>> START Data to process

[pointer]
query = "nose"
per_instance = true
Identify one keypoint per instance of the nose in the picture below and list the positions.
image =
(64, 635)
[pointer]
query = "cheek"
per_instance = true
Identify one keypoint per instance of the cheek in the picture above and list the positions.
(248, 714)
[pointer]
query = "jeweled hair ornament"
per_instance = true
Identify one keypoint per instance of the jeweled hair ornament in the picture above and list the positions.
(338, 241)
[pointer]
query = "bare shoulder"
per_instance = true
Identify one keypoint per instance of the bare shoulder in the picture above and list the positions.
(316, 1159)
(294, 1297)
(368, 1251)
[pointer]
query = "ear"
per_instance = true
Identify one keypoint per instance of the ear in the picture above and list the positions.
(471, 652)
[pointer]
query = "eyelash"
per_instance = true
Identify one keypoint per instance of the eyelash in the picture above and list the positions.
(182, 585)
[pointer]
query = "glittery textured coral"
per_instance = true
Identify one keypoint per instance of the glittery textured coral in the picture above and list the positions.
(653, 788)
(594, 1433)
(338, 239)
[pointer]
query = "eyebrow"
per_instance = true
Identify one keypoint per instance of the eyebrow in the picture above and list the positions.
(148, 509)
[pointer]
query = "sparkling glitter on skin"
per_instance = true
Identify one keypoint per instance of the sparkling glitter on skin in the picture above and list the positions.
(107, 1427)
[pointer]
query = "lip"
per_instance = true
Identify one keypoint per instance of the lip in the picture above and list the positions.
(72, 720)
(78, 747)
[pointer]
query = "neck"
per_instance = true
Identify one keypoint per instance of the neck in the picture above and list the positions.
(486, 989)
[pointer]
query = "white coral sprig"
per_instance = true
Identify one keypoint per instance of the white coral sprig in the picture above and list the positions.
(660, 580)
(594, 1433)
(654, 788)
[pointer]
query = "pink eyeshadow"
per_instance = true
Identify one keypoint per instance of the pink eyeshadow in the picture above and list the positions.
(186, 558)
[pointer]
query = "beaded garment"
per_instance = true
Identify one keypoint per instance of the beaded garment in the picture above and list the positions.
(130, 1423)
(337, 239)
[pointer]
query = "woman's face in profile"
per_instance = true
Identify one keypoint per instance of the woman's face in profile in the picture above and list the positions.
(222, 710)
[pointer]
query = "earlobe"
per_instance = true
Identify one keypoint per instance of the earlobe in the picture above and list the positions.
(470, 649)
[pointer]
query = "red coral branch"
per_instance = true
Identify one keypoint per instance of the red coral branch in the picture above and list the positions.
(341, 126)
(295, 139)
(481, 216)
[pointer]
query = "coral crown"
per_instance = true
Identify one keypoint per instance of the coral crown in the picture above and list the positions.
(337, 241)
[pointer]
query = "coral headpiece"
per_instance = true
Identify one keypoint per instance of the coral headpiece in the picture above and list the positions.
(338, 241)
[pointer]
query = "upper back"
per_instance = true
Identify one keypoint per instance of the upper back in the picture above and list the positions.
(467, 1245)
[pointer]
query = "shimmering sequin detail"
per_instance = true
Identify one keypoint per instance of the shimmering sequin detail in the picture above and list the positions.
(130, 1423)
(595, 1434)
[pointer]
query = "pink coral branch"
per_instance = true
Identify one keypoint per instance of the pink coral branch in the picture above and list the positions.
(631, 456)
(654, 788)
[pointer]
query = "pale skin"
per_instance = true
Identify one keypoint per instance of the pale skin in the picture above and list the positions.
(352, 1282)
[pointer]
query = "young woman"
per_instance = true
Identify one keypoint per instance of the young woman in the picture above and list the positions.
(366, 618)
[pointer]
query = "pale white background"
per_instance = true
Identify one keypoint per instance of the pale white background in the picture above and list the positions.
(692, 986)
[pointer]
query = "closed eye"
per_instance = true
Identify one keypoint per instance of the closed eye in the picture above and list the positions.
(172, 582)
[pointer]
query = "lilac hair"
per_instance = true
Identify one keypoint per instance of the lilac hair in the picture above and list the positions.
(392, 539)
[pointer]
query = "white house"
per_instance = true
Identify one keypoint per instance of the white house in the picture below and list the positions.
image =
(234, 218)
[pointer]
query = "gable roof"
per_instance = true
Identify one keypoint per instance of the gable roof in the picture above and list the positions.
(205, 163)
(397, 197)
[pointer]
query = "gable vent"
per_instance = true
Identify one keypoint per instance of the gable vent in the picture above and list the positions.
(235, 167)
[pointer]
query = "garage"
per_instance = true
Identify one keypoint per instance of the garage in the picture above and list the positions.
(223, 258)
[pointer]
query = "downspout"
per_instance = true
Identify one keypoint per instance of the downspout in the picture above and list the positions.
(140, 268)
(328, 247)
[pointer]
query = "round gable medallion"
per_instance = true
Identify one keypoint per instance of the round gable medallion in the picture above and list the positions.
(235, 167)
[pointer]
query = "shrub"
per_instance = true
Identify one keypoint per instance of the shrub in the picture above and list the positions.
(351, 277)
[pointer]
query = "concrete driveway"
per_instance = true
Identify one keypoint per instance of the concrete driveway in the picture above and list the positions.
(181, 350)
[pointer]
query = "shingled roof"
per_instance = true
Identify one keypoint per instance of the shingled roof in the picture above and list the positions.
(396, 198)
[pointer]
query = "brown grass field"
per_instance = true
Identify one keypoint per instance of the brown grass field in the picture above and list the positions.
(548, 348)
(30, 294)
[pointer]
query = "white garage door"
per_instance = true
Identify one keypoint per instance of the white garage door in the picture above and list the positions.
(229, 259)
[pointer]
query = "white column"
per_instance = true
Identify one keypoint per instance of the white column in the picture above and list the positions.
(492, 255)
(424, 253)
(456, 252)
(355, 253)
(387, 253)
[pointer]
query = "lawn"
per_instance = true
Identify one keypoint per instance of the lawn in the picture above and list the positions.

>> END Data to process

#### Problem description:
From the listing above, extract every line exactly as it stands.

#### Answer for the task:
[pointer]
query = "nose"
per_instance = true
Identify one keypoint per instance of the nose in the picture below and list the positions.
image =
(64, 635)
[pointer]
query = "cheek"
per_instance = true
Identify one keypoint per instance of the cheek in the picture above and list the positions.
(248, 714)
[pointer]
query = "jeweled hair ornament"
per_instance = true
Identify one keypoint per instance of the jeweled hair ornament in the picture above and list the positions.
(338, 241)
[pointer]
query = "bare shoulder"
per_instance = true
Identify one keypoint per instance of the bare shoulder in the picture above and list the positions.
(316, 1159)
(294, 1297)
(368, 1251)
[pointer]
query = "ear"
per_instance = true
Identify one keypoint per instance of the ear in the picture above and list the positions.
(471, 652)
[pointer]
query = "eyelash"
per_instance = true
Identify one keypoint per instance of the eyelash in the picture above and list the positions.
(182, 585)
[pointer]
query = "glittery textured coral"
per_instance = true
Identify one keypoint per instance of the glittery textured coral in the picture above and list the positions.
(653, 788)
(594, 1433)
(338, 239)
[pointer]
query = "eyebrow"
per_instance = true
Identify one keypoint per instance of the eyebrow in the picture above and list the positions.
(148, 509)
[pointer]
query = "sparkling glitter on skin"
per_instance = true
Identify one keypoint per instance of the sparkling glitter on skin in the picture above and list the positions.
(107, 1427)
[pointer]
query = "lip"
per_instance = true
Identify one keypoint per instance of the lip in the picture above and list the positions.
(72, 720)
(78, 747)
[pointer]
query = "neck"
per_instance = true
Identify one keypoint per instance of the neck in the picture above and list the positions.
(486, 989)
[pointer]
query = "white coral sprig"
per_instance = true
Identify one keypoint per instance of the white coral sprig in the picture above and list the positions.
(660, 580)
(594, 1433)
(654, 788)
[pointer]
query = "pink eyeshadow"
per_instance = true
Identify one keypoint per instance of the pink eyeshadow in the picture above and list the positions.
(186, 558)
[pointer]
query = "beaded garment"
per_instance = true
Identify one keypoint per instance of the beaded garment in the picture above and list the positions.
(130, 1423)
(337, 239)
[pointer]
query = "woman's face in profile"
per_instance = true
Identify one keypoint per instance of the woman's face in profile in the picture above and list the positions.
(222, 710)
[pointer]
query = "earlobe"
per_instance = true
Identify one keypoint per instance of the earlobe in the picture above and list the positions.
(470, 649)
[pointer]
query = "red coral branch"
per_instance = true
Identify one keypoint per instance of the red coral branch in the picture above and list the positions.
(341, 126)
(295, 139)
(481, 216)
[pointer]
query = "coral crown"
per_instance = true
Identify one keypoint per instance of the coral crown in the picture above and list the positions.
(337, 241)
[pointer]
query = "coral headpiece"
per_instance = true
Identify one keypoint per instance of the coral headpiece in the picture above and list the positions.
(338, 241)
[pointer]
query = "upper back"
per_instance = true
Identify one keypoint per instance of the upper back in the picture above and list the positions.
(467, 1245)
[pointer]
query = "shimmering sequin detail"
per_instance = true
Identify one keypoint per instance of the shimmering sequin detail in the picture above and list the positions.
(130, 1423)
(595, 1434)
[pointer]
query = "pink coral branch"
per_instance = true
Identify one keypoint per instance of the pink coral branch in the picture above and list the positions.
(631, 456)
(654, 788)
[pointer]
query = "pale skin"
per_instance = true
Identify one keypoint per instance of the pale skin in the picture above and list the positions.
(352, 1282)
[pointer]
query = "young woman"
per_instance = true
Identify one keypoint per instance of the young woman in the picture above and list the positions.
(366, 618)
[pointer]
query = "pale white background"
per_instance = true
Identify one keypoint per instance of the pale white background in the picture above and list the positions.
(692, 986)
[pointer]
query = "closed eye"
per_instance = true
Identify one keypoint per instance of the closed eye in the picture above and list the positions.
(172, 582)
[pointer]
query = "lilac hair"
per_instance = true
Identify one keypoint per instance of the lilac hair in the picture above and list the positions.
(392, 539)
[pointer]
query = "white house"
per_instance = true
Identify one keypoint per instance of the white house in the picture below and list the positions.
image =
(234, 218)
[pointer]
query = "gable roof"
per_instance = true
Identify one keypoint per instance of the gable roof in the picture above and list the positions.
(205, 163)
(397, 197)
[pointer]
query = "gable vent"
per_instance = true
Identify one keypoint per instance of the gable vent in the picture above and list the positions.
(235, 167)
[pointer]
query = "garage"
per_instance = true
Identify one keypoint per instance of the garage in the picture above and list the positions.
(223, 258)
[pointer]
query = "downspout"
per_instance = true
Identify one keypoint per instance of the downspout in the picture above and list the positions.
(140, 268)
(328, 247)
[pointer]
query = "round gable medallion"
per_instance = true
Identify one keypoint per instance of the round gable medallion in the picture above and list the positions.
(235, 167)
[pointer]
query = "shrub"
per_instance = true
Identify one keypoint per instance of the shrub in the picture above and list the positions.
(351, 277)
[pointer]
query = "concrete driveway"
per_instance = true
Identify one keypoint per instance of the concrete driveway in the picture above and list the positions.
(181, 350)
[pointer]
query = "shingled roof"
per_instance = true
Identify one keypoint per instance of the shingled roof in the picture above and list the positions.
(396, 198)
[pointer]
query = "brown grass field"
per_instance = true
Identify one keypoint per instance of the brown grass field in the picture above and list the positions.
(548, 348)
(30, 294)
[pointer]
query = "white garage door"
per_instance = true
Identify one keypoint per instance of the white garage door in the picture above and list the positions.
(229, 259)
[pointer]
query = "white column"
per_instance = true
Identify one keypoint per instance of the white column in the picture above and list the positions.
(492, 255)
(424, 253)
(456, 252)
(355, 253)
(387, 253)
[pointer]
query = "lawn"
per_instance = true
Identify one keypoint per instance of the lawn in the picture above and list the positions.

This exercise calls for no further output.